## Instructions for the task
Which lines in the material below contain the word "embankment"? Copy each of them, treating case as significant.

## Information provided

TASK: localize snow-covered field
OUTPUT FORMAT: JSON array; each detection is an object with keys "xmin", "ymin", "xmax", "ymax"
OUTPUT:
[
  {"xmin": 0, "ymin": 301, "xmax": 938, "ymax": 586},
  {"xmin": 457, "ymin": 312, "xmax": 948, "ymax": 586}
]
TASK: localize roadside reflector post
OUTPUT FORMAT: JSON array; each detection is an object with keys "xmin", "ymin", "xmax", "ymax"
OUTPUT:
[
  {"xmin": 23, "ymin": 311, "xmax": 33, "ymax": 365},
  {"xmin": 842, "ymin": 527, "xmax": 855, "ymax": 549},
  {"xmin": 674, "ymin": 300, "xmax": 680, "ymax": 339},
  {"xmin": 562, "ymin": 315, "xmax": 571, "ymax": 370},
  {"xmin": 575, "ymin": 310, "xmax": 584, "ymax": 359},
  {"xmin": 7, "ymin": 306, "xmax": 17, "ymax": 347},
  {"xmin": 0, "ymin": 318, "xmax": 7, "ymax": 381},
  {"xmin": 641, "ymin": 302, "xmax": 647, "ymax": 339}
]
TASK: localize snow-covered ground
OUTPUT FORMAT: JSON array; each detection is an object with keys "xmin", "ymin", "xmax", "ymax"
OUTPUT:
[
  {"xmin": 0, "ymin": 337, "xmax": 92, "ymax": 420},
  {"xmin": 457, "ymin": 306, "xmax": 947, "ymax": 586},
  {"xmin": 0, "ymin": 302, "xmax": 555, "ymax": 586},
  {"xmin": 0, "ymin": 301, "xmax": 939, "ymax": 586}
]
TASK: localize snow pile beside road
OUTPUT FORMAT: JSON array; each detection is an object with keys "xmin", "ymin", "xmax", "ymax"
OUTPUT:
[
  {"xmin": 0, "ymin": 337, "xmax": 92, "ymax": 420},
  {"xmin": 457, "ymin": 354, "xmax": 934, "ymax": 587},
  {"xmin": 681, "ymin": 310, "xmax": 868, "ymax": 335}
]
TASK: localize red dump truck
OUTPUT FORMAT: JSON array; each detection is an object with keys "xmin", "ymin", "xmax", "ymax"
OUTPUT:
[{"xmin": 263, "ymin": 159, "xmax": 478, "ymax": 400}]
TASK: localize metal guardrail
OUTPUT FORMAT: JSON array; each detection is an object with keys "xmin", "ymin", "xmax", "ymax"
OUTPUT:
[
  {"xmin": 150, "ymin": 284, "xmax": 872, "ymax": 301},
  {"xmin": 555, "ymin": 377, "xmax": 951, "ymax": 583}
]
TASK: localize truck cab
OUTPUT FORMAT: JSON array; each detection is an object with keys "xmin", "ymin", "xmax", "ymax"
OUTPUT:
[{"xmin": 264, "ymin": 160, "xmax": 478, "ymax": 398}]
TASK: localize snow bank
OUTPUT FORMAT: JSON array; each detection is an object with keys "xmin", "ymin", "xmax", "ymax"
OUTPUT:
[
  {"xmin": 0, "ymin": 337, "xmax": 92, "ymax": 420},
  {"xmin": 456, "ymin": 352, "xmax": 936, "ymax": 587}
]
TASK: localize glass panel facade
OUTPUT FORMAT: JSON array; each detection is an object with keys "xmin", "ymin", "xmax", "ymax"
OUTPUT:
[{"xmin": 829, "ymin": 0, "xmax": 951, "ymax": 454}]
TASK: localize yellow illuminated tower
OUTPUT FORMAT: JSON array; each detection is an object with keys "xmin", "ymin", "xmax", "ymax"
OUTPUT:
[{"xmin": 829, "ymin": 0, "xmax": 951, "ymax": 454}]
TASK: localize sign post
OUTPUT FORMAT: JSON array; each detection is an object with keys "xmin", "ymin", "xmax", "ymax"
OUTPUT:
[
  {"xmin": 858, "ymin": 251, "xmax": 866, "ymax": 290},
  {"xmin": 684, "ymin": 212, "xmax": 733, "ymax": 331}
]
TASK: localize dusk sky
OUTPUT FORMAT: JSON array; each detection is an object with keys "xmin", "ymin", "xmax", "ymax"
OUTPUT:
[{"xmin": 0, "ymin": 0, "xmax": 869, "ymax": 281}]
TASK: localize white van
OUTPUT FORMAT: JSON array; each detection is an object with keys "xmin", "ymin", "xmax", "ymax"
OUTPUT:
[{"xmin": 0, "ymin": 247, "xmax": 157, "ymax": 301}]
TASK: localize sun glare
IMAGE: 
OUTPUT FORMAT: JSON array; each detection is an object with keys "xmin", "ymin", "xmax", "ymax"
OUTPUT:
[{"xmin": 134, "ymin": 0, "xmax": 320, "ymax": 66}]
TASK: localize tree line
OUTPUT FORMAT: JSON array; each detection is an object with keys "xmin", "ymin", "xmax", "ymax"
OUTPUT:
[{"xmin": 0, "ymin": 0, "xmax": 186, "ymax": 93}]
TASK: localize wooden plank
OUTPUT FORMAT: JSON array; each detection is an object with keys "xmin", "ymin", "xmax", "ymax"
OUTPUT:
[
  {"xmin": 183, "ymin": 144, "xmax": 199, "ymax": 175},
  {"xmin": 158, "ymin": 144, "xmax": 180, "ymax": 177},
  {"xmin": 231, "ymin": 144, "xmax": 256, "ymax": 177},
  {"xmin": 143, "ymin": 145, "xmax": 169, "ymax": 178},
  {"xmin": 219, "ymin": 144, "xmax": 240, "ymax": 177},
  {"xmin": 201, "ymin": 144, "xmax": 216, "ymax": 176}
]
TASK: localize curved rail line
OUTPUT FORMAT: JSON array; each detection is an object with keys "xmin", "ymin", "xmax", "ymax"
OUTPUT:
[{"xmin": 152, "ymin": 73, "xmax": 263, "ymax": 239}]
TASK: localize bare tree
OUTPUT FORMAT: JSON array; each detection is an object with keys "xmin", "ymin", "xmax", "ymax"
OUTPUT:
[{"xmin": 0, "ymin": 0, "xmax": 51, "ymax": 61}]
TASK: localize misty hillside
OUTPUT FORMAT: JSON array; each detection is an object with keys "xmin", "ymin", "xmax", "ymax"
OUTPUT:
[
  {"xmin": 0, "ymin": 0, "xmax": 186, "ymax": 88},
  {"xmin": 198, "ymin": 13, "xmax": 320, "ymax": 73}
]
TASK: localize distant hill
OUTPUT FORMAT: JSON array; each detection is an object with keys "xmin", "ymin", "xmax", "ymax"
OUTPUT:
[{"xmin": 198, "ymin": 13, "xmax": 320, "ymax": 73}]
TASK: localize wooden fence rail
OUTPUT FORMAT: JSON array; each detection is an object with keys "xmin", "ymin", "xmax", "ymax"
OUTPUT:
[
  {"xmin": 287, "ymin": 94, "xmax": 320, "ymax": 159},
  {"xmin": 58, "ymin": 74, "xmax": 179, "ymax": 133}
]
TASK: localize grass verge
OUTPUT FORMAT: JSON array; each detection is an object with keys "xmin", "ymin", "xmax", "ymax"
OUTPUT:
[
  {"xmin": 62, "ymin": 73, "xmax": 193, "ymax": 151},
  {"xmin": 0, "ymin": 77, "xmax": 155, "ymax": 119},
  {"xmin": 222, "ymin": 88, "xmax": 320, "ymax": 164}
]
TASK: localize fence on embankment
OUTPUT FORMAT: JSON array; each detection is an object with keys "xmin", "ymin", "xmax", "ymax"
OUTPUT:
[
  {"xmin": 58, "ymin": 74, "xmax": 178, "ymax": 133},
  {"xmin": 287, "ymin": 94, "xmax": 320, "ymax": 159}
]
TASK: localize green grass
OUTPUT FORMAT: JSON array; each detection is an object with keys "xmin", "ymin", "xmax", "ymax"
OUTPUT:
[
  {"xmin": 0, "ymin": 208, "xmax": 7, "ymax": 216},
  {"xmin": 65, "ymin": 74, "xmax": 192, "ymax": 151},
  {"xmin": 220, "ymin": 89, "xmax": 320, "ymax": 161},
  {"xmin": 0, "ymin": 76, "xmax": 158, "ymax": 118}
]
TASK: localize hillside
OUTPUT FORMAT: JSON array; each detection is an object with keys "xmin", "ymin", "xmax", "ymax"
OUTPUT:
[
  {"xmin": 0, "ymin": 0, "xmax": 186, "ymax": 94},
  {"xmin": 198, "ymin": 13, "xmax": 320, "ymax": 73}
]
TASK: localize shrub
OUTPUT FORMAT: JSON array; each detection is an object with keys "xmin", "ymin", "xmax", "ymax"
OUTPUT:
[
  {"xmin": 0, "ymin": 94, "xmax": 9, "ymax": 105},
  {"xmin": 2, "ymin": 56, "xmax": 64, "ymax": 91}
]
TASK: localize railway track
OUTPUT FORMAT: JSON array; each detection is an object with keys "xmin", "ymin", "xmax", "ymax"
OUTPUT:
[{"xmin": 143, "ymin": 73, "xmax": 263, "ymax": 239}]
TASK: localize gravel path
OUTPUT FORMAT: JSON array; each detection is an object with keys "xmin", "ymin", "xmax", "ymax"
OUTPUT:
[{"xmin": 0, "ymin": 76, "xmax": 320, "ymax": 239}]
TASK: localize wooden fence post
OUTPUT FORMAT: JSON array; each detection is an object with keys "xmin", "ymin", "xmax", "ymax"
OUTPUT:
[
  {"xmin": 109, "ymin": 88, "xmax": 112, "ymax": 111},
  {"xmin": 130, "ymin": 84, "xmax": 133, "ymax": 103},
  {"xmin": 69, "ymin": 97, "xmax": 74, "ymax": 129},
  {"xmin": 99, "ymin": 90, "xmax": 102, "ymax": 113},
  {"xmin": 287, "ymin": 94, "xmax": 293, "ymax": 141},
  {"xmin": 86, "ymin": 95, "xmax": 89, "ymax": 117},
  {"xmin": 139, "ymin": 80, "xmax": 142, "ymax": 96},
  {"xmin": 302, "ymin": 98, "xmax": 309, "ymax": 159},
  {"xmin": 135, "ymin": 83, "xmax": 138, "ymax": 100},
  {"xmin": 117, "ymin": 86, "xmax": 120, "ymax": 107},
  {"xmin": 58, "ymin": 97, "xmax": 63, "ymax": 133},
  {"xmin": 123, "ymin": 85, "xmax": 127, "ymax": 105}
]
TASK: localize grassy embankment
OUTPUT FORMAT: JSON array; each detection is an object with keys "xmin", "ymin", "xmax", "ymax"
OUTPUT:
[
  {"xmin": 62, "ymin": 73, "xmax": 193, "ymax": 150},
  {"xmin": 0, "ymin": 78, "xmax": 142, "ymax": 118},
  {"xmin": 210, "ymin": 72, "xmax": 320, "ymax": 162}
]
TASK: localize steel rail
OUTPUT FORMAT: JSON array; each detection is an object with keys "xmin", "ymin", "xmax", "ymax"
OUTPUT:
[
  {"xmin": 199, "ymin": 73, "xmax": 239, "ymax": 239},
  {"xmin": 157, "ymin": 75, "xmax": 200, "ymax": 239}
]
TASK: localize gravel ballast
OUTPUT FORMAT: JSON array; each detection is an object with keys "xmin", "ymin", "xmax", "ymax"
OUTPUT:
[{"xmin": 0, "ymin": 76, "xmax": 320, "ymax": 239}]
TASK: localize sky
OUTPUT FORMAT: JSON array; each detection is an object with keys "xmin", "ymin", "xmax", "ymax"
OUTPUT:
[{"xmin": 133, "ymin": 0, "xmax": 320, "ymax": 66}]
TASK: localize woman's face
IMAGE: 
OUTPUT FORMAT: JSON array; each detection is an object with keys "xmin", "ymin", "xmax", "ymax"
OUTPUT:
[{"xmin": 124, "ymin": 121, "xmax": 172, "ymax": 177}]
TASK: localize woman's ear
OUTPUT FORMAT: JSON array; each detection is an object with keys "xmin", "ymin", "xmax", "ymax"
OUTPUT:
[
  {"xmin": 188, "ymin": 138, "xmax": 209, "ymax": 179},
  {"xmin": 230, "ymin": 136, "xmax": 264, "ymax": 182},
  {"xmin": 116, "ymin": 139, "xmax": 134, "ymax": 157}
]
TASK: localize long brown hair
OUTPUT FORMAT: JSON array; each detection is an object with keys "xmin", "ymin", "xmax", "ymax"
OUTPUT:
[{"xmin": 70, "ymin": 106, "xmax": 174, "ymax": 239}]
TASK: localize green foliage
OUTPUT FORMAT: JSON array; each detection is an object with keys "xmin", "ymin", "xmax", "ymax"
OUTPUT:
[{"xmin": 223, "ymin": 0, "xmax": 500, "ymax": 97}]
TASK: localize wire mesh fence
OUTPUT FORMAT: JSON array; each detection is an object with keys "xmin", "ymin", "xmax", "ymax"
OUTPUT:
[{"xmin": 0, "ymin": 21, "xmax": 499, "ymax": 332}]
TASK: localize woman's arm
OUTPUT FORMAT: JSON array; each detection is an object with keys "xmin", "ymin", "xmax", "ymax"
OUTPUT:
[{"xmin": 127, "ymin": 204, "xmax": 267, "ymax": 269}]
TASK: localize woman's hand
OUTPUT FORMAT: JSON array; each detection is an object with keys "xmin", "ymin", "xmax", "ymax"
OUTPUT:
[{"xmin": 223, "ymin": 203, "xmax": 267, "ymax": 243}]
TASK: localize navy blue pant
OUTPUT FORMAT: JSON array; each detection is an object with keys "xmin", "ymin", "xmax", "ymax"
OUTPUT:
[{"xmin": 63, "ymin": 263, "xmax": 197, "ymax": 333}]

## Full answer
TASK: localize fence on embankment
TASK: localize grassy embankment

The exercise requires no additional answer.